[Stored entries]
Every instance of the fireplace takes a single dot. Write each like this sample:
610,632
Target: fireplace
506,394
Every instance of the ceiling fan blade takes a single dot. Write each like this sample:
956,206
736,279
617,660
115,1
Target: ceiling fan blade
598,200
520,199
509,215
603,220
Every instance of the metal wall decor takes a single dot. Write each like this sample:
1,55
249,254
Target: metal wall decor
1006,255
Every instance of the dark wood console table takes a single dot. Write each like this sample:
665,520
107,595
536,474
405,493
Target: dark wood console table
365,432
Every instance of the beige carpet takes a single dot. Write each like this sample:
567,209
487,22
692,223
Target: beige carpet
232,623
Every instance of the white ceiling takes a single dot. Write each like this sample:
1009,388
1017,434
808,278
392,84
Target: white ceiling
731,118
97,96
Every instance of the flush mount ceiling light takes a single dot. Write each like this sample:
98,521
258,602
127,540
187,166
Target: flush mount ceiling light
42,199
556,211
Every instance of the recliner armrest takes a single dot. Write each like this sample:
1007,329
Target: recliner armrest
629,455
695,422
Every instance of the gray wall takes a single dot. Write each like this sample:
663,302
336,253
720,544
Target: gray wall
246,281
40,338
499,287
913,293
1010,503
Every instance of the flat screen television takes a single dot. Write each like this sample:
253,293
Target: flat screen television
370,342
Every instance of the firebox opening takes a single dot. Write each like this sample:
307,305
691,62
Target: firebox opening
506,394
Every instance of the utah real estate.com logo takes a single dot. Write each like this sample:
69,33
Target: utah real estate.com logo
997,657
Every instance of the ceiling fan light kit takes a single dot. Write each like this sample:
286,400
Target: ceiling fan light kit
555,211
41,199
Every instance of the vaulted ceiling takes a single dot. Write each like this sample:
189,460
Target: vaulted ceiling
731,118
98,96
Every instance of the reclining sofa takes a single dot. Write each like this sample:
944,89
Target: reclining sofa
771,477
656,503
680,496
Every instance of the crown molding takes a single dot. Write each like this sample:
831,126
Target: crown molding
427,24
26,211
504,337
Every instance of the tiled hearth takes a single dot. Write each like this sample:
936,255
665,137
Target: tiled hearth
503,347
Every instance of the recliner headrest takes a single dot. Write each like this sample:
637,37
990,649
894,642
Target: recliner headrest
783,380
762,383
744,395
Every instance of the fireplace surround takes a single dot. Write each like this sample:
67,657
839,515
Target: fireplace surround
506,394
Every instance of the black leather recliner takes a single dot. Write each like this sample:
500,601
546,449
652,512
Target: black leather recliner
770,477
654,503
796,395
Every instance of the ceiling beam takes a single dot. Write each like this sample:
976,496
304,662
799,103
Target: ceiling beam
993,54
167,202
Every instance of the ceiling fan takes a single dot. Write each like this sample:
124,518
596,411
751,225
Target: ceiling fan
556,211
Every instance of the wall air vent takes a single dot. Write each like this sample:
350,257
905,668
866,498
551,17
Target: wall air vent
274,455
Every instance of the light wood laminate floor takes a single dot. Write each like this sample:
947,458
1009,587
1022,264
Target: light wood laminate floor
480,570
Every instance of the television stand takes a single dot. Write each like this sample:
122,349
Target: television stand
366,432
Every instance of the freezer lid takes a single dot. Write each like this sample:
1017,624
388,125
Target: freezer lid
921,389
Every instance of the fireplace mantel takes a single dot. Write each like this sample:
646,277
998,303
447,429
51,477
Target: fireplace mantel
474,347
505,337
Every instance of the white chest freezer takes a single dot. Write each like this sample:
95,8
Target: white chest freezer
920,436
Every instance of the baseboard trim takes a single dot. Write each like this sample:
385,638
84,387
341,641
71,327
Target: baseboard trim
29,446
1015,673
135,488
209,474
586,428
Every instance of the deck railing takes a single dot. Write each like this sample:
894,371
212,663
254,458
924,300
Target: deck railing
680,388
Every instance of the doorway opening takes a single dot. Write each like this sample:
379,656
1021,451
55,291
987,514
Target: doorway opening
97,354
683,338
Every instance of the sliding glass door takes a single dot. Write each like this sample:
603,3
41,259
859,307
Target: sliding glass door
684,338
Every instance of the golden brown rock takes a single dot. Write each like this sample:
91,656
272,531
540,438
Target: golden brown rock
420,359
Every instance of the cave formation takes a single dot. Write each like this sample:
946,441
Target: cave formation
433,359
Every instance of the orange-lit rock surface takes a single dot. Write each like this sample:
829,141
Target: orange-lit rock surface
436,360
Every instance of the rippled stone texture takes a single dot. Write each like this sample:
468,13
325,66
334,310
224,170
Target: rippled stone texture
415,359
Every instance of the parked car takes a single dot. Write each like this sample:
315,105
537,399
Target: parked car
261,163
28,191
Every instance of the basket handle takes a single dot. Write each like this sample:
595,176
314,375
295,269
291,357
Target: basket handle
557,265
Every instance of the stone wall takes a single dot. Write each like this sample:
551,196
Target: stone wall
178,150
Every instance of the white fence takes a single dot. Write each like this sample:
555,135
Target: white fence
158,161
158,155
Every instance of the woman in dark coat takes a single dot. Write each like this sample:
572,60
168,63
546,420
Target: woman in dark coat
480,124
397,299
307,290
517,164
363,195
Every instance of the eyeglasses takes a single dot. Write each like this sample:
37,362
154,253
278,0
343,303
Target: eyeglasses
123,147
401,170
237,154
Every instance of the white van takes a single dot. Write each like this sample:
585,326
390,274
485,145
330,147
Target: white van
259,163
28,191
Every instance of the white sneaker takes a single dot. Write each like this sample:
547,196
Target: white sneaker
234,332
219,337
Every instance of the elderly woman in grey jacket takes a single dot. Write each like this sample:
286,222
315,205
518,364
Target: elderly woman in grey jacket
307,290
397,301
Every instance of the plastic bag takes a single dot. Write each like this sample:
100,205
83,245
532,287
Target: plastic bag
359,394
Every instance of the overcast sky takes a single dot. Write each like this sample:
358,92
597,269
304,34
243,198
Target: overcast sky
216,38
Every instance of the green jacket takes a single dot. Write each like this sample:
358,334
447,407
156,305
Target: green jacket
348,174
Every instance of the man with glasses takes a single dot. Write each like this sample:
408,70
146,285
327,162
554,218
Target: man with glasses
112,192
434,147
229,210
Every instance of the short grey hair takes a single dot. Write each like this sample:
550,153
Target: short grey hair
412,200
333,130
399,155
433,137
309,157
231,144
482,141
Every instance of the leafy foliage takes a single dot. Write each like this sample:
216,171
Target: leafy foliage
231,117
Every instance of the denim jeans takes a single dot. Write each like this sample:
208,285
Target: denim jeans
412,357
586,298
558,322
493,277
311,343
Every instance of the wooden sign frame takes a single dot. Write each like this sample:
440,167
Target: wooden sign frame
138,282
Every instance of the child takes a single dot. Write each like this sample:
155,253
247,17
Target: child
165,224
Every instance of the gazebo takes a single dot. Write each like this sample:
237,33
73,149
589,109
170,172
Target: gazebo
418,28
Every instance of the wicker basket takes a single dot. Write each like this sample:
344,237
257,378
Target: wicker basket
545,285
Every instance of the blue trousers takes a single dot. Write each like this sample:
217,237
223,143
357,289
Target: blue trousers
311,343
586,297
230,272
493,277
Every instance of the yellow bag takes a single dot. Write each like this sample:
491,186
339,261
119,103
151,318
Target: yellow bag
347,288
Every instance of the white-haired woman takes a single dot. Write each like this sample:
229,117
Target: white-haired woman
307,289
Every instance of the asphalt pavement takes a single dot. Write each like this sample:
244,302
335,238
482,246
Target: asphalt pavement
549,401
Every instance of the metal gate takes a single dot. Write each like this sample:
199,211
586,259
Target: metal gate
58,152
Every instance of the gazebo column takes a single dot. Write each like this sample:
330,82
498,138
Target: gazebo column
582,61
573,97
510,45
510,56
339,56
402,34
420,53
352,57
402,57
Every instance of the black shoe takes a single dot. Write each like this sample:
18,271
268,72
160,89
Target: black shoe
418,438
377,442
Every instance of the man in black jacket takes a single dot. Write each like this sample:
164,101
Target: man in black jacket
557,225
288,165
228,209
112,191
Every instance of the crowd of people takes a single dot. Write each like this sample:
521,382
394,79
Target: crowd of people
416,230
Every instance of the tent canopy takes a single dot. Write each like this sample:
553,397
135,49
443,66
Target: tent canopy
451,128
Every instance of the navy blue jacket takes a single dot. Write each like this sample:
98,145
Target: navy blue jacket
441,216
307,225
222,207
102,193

:: EXERCISE PROMPT ::
Return the line that contains "Every instance of the man in" along with every line after it through the end of the entries, exactly, adding nothing.

:: SOLUTION TO THE PROBLEM ::
Every instance of the man in black jacket takes a single dot. Write each like this sample:
164,101
Target: man in black jacket
557,225
288,165
228,209
112,191
Every instance of the crowd of people takes a single dot. Write each like this sample:
521,382
394,79
Target: crowd of people
416,230
Every instance of the tent canopy takes a single dot. Write each like this sample:
553,397
135,49
443,66
Target: tent canopy
451,128
Every instance of the navy blue jacket takes a single dot. Write each like this sample:
98,145
Target: navy blue jacket
441,216
307,225
222,207
102,193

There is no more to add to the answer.